Dataset extract:
--- begin ---
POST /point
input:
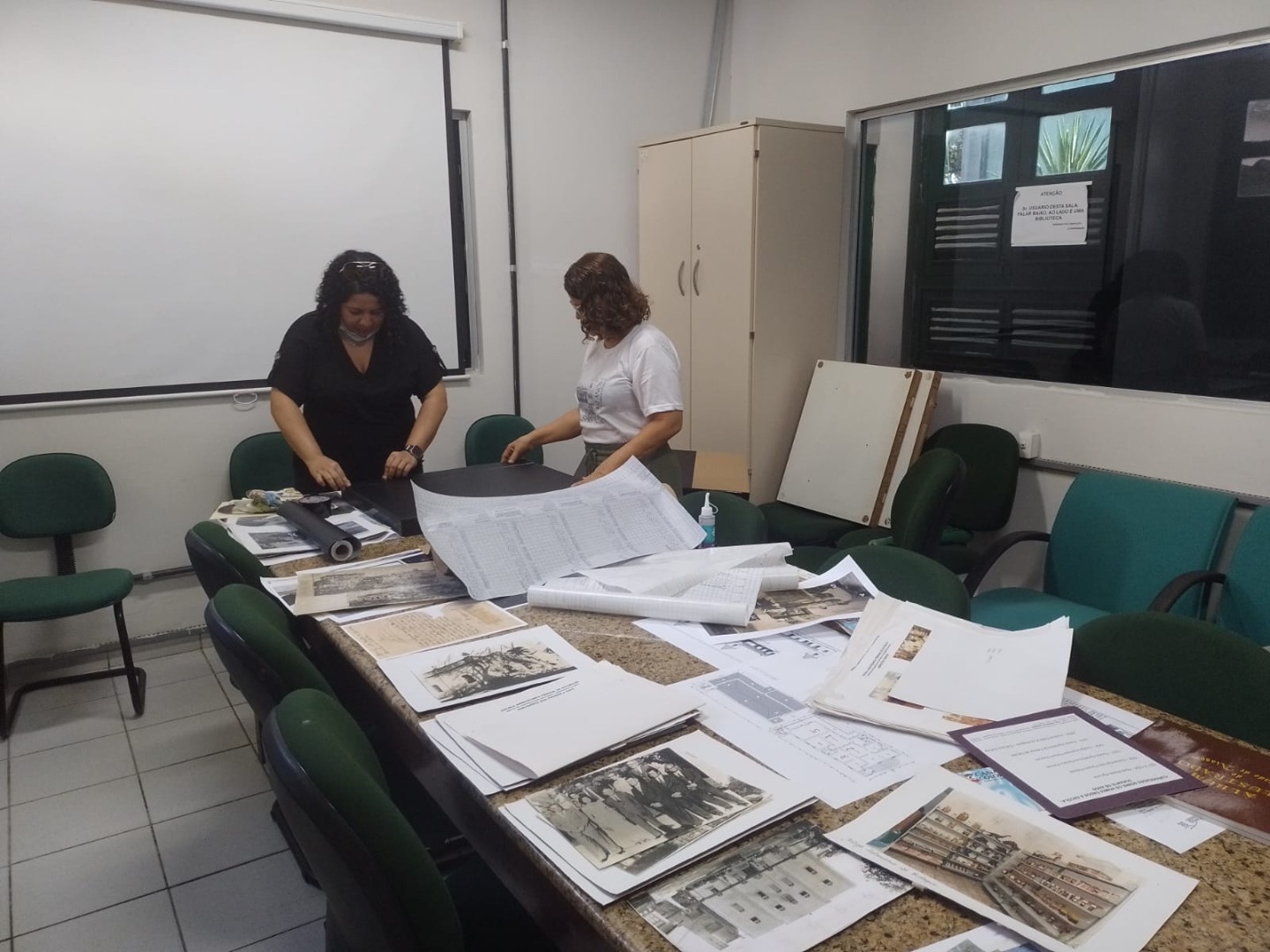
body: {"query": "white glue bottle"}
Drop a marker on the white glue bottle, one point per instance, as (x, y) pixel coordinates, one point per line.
(705, 519)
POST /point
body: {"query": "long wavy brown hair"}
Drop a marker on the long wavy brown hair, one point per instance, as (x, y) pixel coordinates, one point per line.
(609, 302)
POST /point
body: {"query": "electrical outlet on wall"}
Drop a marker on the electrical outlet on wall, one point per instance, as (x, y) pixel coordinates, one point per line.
(1029, 444)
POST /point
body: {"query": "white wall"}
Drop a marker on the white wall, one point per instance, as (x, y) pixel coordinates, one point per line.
(816, 60)
(592, 79)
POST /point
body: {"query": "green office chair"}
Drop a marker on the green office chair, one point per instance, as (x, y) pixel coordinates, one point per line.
(1117, 542)
(488, 437)
(220, 560)
(803, 527)
(1186, 666)
(987, 496)
(384, 891)
(1244, 606)
(907, 576)
(738, 522)
(60, 495)
(253, 637)
(263, 461)
(920, 510)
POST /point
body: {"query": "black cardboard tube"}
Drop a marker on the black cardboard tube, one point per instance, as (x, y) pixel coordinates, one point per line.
(334, 542)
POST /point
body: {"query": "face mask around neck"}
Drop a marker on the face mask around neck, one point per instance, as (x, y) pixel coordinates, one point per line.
(355, 338)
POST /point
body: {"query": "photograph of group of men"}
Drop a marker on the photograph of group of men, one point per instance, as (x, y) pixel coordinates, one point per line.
(641, 810)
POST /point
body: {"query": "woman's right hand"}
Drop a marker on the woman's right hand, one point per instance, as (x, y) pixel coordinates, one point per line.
(326, 472)
(517, 449)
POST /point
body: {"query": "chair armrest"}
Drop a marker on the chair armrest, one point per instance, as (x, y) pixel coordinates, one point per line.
(1175, 589)
(996, 550)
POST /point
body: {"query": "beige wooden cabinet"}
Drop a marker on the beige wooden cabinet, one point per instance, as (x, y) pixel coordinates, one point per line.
(739, 231)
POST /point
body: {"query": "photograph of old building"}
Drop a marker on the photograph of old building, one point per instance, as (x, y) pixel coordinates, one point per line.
(755, 890)
(1002, 861)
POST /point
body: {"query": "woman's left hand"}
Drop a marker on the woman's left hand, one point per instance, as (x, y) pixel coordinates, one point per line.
(399, 464)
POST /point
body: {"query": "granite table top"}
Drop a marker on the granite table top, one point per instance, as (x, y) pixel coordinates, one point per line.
(1227, 911)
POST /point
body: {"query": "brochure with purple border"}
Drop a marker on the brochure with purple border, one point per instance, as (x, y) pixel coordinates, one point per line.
(1072, 764)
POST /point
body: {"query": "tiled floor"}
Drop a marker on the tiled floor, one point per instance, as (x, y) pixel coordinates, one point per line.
(145, 834)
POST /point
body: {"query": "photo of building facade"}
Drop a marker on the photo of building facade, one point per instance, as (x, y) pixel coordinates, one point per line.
(1041, 882)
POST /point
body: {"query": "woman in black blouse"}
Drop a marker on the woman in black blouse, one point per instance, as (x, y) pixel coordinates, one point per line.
(344, 377)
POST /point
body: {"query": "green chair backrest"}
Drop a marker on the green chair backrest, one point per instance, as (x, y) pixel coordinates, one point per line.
(384, 891)
(263, 461)
(251, 635)
(1186, 666)
(923, 501)
(219, 559)
(55, 494)
(488, 437)
(908, 576)
(1244, 606)
(1117, 539)
(738, 522)
(990, 457)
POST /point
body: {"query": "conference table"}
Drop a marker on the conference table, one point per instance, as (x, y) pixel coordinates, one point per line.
(1227, 911)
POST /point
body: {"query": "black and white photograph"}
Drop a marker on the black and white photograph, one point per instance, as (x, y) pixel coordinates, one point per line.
(781, 893)
(482, 671)
(1255, 176)
(1053, 885)
(781, 609)
(638, 813)
(1256, 123)
(996, 859)
(378, 585)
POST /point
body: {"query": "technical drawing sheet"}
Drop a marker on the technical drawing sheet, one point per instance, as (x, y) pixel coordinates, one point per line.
(836, 759)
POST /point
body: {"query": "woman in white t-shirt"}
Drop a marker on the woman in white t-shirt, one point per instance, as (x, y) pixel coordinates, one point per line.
(629, 400)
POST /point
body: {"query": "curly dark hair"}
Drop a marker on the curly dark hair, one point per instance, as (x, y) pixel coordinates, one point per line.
(340, 283)
(609, 303)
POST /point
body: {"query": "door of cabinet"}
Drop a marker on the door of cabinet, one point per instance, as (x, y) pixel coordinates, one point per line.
(721, 288)
(664, 253)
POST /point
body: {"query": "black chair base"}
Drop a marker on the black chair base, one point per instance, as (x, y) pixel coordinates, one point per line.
(136, 678)
(280, 822)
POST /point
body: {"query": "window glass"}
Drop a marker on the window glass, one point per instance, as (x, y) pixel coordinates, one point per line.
(1072, 143)
(975, 152)
(1077, 84)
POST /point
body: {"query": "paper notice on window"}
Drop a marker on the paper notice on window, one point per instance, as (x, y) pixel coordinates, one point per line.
(1050, 215)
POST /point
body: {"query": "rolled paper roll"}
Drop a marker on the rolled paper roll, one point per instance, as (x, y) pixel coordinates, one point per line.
(334, 542)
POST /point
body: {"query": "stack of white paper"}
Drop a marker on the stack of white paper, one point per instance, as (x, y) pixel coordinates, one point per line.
(507, 743)
(474, 671)
(619, 828)
(917, 669)
(840, 593)
(501, 546)
(718, 585)
(836, 759)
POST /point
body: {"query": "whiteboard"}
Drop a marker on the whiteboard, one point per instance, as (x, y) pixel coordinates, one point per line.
(850, 438)
(176, 182)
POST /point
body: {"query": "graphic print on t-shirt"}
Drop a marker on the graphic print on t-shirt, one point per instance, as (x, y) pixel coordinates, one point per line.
(591, 401)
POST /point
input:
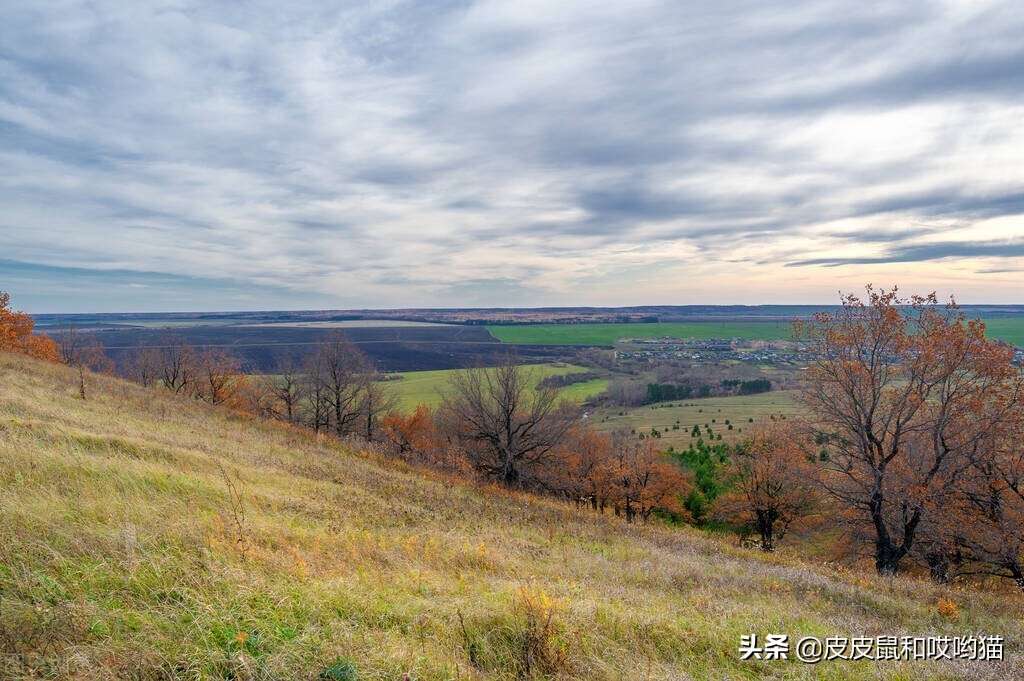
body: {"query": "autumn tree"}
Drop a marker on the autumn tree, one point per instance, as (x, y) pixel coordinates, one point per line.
(338, 374)
(581, 468)
(983, 524)
(770, 476)
(175, 365)
(16, 334)
(215, 376)
(375, 401)
(83, 352)
(898, 392)
(287, 388)
(418, 437)
(505, 425)
(143, 366)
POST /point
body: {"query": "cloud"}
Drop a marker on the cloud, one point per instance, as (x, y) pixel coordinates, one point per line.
(401, 153)
(923, 252)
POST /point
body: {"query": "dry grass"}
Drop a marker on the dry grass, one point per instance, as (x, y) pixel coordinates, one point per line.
(144, 537)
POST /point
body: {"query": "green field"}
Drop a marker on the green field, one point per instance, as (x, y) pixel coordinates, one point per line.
(714, 412)
(607, 334)
(428, 387)
(1010, 330)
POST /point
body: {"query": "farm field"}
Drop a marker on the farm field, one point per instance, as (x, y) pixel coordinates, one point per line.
(146, 537)
(427, 387)
(715, 412)
(1008, 329)
(608, 334)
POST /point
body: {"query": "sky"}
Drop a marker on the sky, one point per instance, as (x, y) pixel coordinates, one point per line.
(221, 156)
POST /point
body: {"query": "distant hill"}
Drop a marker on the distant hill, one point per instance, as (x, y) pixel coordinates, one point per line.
(145, 537)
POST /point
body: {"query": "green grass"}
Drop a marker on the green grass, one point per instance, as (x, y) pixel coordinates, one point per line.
(145, 537)
(428, 387)
(1010, 330)
(608, 334)
(737, 410)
--- end ---
Brief: Copy out every one of the entries above, line for line and unchanged, leaving the pictures out.

The solution:
POST /point
input:
body: {"query": "white glue bottle"}
Drop a marker on the white glue bottle, one point per instance, as (x, y) pixel coordinates, one point per line.
(705, 519)
POST /point
body: {"query": "long wavy brown hair"}
Drop a marker on the long wavy brown hair, one point per instance, as (x, y) pixel coordinates, one point per line.
(609, 302)
POST /point
body: {"query": "electrical outlet on wall"}
Drop a marker on the electrical outlet on wall, one point per instance, as (x, y) pixel coordinates, one point per line.
(1029, 444)
POST /point
body: {"query": "white wall"}
Drop a marker on the white wall, one point per instance, as (x, y) pixel coordinates, one point per line.
(816, 60)
(592, 79)
POST /point
body: {"query": "green office chair"}
Drop a marker on the green office chair, one point per instance, as (x, y) pixel coordinates, one point per line.
(1117, 542)
(488, 437)
(220, 560)
(803, 527)
(1186, 666)
(987, 496)
(384, 891)
(1244, 606)
(907, 576)
(738, 522)
(60, 495)
(253, 637)
(263, 461)
(920, 510)
POST /point
body: {"query": "black cardboard tube"}
Drop a marker on the black cardboard tube, one point per instance, as (x, y) pixel coordinates, one point per line.
(334, 542)
POST /point
body: {"query": "face mask around neck"}
Drop a marker on the face mask around neck, one point per instance, as (x, y) pixel coordinates, one point per line.
(355, 338)
POST /point
body: {"query": "photograph of group of men"}
Drop a marker on the photograph of group of men, one point per instance, as (x, y) pixel coordinates, one point per line.
(641, 810)
POST /point
body: {"query": "woman's right hand"}
Drop a marker on the woman's right hand, one point per instance, as (x, y) pixel coordinates, one point per line.
(326, 472)
(517, 449)
POST /point
body: {"query": "chair armrest"}
Drop a marker on the chair armrest, one point per instance, as (x, y) pixel coordinates, one point per line.
(1175, 589)
(996, 550)
POST /point
body: {"query": "beige wooden cabinet"}
Drop a marker on the beige wooden cabinet, one point per instance, as (x, y) pixel coordinates, one point per line.
(739, 231)
POST /point
body: {"query": "photograph of old building"}
Drop a marker on the photograph of old building, one point per instance, as (x, y) pixel coordinates, one point per line.
(755, 890)
(1002, 861)
POST /point
body: {"query": "woman's left hand"}
Drop a marker on the woman's left hand, one point per instance, as (x, y) pixel coordinates, one point per line.
(399, 464)
POST /point
body: {"query": "granite table top"}
Drop a marker on the granite table top, one point per instance, as (x, y) pixel coordinates, one point per line.
(1227, 911)
POST /point
body: {"query": "brochure with purple border"}
Drop a marker on the brochure with purple border, one point per instance, as (x, y) pixel coordinates, one point per line.
(1072, 764)
POST /point
body: {"query": "tiled floor"}
Drop a marker on the tiled floor, one point per instance, as (x, y) pixel coordinates, one point per line.
(145, 834)
POST /point
body: {"query": "photo of building facade"}
Drop a marker on the photo of building facade, one point per instance, as (x, y) pixel coordinates, one point per line.
(1041, 882)
POST /point
body: {"query": "woman in black blouse"}
Drop a marker on the woman in black blouse, one point per instance, as (x, y) pixel coordinates, one point per line.
(344, 377)
POST /point
body: {"query": "green chair backrest"}
Drop a marker on the green chair backrest, one point per instance, as (x, y) pixel coordinates, one point per line.
(384, 891)
(263, 461)
(251, 635)
(1186, 666)
(923, 501)
(219, 559)
(55, 494)
(488, 437)
(908, 576)
(1244, 606)
(1117, 539)
(738, 522)
(990, 457)
POST /point
body: {"query": "conference table"}
Drop a marker on the conference table, one point per instance, as (x, y) pixel coordinates, one point per line.
(1227, 911)
POST /point
body: {"query": "black and white photograph"}
Drop a marker on the black and white photograph, one point per instance, as (x, y) pixel coordinates, one point per line.
(781, 893)
(482, 671)
(1255, 176)
(1053, 885)
(781, 609)
(638, 813)
(1256, 123)
(996, 859)
(378, 585)
POST /point
body: {"query": "technical drawing sheet"}
Drop a marker on the technical drawing sheet, one point per instance, as (x, y) pixel coordinates, one point per line.
(836, 759)
POST /point
body: {"query": "woman in white t-shirt"}
Drop a marker on the woman in white t-shirt, one point per instance, as (x, y) pixel coordinates, one point per line.
(629, 400)
POST /point
body: {"query": "curly dark hair"}
Drop a marker on the curly dark hair, one point per instance, as (x, y) pixel coordinates, one point per line.
(340, 283)
(609, 303)
POST /point
body: {"query": "door of cabinet"}
Drop a marker on the door of cabinet, one point per instance, as (x, y) pixel coordinates, one point per line.
(721, 288)
(664, 253)
POST /point
body: {"query": "black chair base"}
Drop a marker on the black chair base, one point per instance, as (x, y) pixel coordinates, one point per line.
(136, 678)
(280, 822)
POST /point
body: {"query": "window glass"}
Drop a marker on the window glass, one point per instance, as (x, y) pixel coordinates, one point per line.
(1072, 143)
(975, 152)
(1077, 84)
POST /point
body: {"query": "paper notice on window"}
Drop a marker on the paper notice on window, one point per instance, as (x, y) pixel coordinates, one point per line.
(1050, 215)
POST /point
body: {"query": "rolled paper roll"}
Drop a marker on the rolled paper roll, one point per instance, as (x, y) pixel coordinates, one point per line.
(334, 542)
POST /point
body: {"query": "stack of white paper"}
Drop a marker on the stack of white paper, one point per instance, as (x, y) pixel coordinates, one point per line.
(507, 743)
(474, 671)
(619, 828)
(917, 669)
(840, 593)
(501, 546)
(718, 585)
(836, 759)
POST /point
body: {"query": "whiteboard"}
Drop a marker on the whiteboard, one point per instance, as (x, y) pixel coordinates, one point per line.
(850, 438)
(176, 182)
POST /point
body: {"query": "graphic print on t-shirt"}
Drop a marker on the graphic print on t-shirt, one point per instance, as (x, y) pixel coordinates, one point per line.
(591, 401)
POST /point
input:
body: {"query": "autumn tree"}
Drop a marker on the autumn tree, one point per instance, as (x, y) pixel coordinates, one point per line.
(338, 374)
(581, 468)
(983, 524)
(770, 476)
(175, 365)
(16, 334)
(215, 376)
(375, 401)
(83, 352)
(898, 392)
(287, 388)
(418, 437)
(505, 425)
(143, 366)
POST /point
body: {"query": "cloud"}
Drop a marker on the cloud, one point per instance, as (x, y) pixel coordinates, one point per line.
(401, 153)
(923, 252)
POST /point
body: {"query": "dry grass"}
Drop a marker on the dry grass, one point per instance, as (x, y) pixel coordinates, one point per line.
(144, 537)
POST /point
body: {"query": "green field"}
Drop a marker on the green field, one point per instance, as (x, y) pixel coordinates, one point per line.
(714, 412)
(607, 334)
(428, 387)
(1010, 330)
POST /point
body: {"query": "farm field"}
Drop a marker on the farm field, one point per instance, as (x, y) pixel coordinates, one point per line.
(146, 537)
(427, 387)
(715, 412)
(1008, 329)
(608, 334)
POST /point
body: {"query": "sky"}
Drop a marker on the sky, one point per instance, as (x, y) pixel coordinates, one point per line.
(221, 156)
POST /point
body: {"query": "distant hill"}
Drop a marker on the distant hill, one point per instance, as (x, y) pixel coordinates, one point per line.
(145, 537)
POST /point
body: {"query": "green grass"}
Drop a marker on the green grass, one point per instance, as (x, y) pixel coordinates, one point per line.
(145, 537)
(428, 387)
(1010, 330)
(608, 334)
(737, 410)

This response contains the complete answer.